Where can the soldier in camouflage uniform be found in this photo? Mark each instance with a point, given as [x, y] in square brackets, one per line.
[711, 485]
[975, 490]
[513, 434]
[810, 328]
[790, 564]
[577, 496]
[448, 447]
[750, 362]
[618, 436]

==========

- **TASK**: Print the records above once again, exactly as written.

- **RESPONSE AREA**:
Where can the soldier in camouflage uniform be found in this photo? Mark each instance with a point, given as [x, y] in square brackets, one per line.
[711, 485]
[975, 490]
[513, 434]
[810, 328]
[790, 564]
[577, 496]
[448, 447]
[750, 362]
[618, 436]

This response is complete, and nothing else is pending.